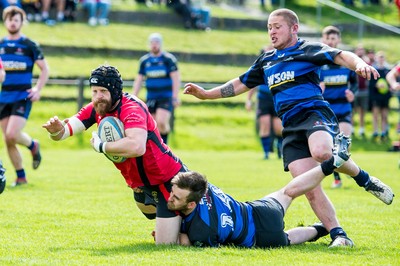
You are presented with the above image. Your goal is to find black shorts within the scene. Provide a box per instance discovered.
[0,100,32,119]
[247,197,290,248]
[257,95,277,118]
[282,108,339,171]
[146,98,174,114]
[336,112,353,125]
[133,166,188,218]
[371,93,391,108]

● **WHAT THE TASK REQUIRES**
Write every line of the records above as a JSON list of strings, one string per line, with blank lines skipped. Leave the pictures out.

● **FULL RESPONSE**
[
  "You are presented with the above image. Your goal is to find black shorts within the scene. Provide a box per instance discovered.",
  "[0,100,32,119]",
  "[247,197,290,248]",
  "[257,95,277,118]",
  "[282,108,339,171]",
  "[146,98,174,114]",
  "[336,112,353,125]",
  "[133,166,188,218]",
  "[371,93,391,108]"
]